WHAT IS REQUIRED: What appears in the data must be reproduced exactly.

RECORDS FOR THE EXERCISE:
__________
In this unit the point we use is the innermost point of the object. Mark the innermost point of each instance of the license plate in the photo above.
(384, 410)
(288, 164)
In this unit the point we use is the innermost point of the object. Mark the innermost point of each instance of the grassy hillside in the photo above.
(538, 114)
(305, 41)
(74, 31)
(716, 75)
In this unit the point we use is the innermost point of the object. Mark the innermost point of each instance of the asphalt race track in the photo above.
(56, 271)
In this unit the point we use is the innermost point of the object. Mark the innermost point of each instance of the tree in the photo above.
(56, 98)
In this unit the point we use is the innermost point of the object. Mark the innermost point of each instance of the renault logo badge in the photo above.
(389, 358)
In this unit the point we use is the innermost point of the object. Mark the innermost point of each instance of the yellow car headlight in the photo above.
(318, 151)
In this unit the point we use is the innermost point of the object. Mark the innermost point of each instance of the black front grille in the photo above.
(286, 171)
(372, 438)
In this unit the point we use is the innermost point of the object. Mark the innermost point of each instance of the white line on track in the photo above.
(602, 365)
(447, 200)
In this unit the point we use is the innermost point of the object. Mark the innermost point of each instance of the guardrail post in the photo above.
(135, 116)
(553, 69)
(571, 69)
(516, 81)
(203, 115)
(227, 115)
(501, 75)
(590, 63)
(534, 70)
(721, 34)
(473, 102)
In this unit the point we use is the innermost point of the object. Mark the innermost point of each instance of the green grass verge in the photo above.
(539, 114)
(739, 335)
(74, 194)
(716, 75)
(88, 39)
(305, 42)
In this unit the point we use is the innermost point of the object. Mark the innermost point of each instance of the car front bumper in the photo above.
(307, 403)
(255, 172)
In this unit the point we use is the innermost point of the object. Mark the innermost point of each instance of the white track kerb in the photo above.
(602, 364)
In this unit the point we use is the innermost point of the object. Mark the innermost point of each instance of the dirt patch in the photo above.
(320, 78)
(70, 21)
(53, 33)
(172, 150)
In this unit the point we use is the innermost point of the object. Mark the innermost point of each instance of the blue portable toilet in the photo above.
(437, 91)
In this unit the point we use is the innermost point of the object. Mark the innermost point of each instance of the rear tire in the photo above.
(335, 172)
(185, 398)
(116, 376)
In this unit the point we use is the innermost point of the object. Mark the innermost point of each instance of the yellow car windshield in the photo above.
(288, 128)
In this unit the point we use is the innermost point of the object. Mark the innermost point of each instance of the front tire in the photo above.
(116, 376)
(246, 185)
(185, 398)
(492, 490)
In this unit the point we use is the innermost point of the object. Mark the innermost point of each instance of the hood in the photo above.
__________
TASK RESULT:
In this unit the point we use is the innermost point of the object. Mark the innermost point of each instance of the license plate in the photo above.
(384, 410)
(288, 164)
In this unit the point we use is the innermost point of the object. Mark the innermost point of each instance of the grassy hillside in the photo above.
(538, 114)
(305, 41)
(74, 31)
(716, 75)
In this unit the point we use is the innermost point of the object. Mark the innermost point of each instance of the asphalt race track in the photo above.
(56, 271)
In this unit the point we use is the innermost point of the object. Mark the innermost point of each instance of the tree in the photo above.
(56, 98)
In this unit the point we use is the innermost point of the object. Mark the innermost point of each instance of the renault logo badge in the photo above.
(389, 358)
In this unit the point we use is the innermost point of the object. Mark the innermost point of each instance of the yellow car headlight in the photo above.
(318, 151)
In this unit the point we use is the innermost point of the object. Mark the innermost point of each instance of the black front grille in the photo above.
(286, 171)
(372, 438)
In this unit the point we use is the innermost point of the object. Mark the innermost point of each instance of the white line on track in the photo above.
(602, 365)
(447, 200)
In this unit the point we use is the innermost point of the object. Mark the innermost point of each instance of the guardrail post in the photo above.
(135, 116)
(553, 69)
(571, 69)
(516, 81)
(203, 115)
(227, 115)
(501, 75)
(590, 63)
(534, 70)
(721, 34)
(473, 102)
In this unit the point we use is the innermost point of the object. Mark the innermost point of each instance of the green grass verge in the photo above.
(539, 114)
(739, 335)
(74, 194)
(716, 75)
(88, 39)
(305, 42)
In this unit the point we use is the innermost point of the object. Mark the innermost point of each instance of the car front bumper in the photo above.
(307, 403)
(255, 172)
In this unit the point we use is the innermost point of the object. Mark the innermost point of each instance of the white track kerb in the photo above.
(602, 364)
In this unit the point we use is the innermost point of the object. Mark the innermost point of each instance of the dirt patch in the photo above.
(320, 78)
(70, 21)
(53, 33)
(172, 150)
In this unit the point we use is the innermost point of the object. Mark the innermost point of each instance of the blue portable toilet in the photo above.
(437, 91)
In this unit the point we use is the innermost point of the object. Mark the innermost point of each instance of the rear tire in the photo above.
(335, 172)
(185, 398)
(116, 376)
In this unit the point we use is the innermost point of the object. Mark the innermost point of each instance of the yellow car windshield in the photo above.
(288, 128)
In this unit the point we use is the innermost point of the object. Mark the innermost point of each instance of the front tire in the photo above.
(116, 376)
(246, 185)
(185, 398)
(492, 490)
In this unit the point we use is the innermost point of the object. Mark the innermost point of each instance of the hood in the photo above.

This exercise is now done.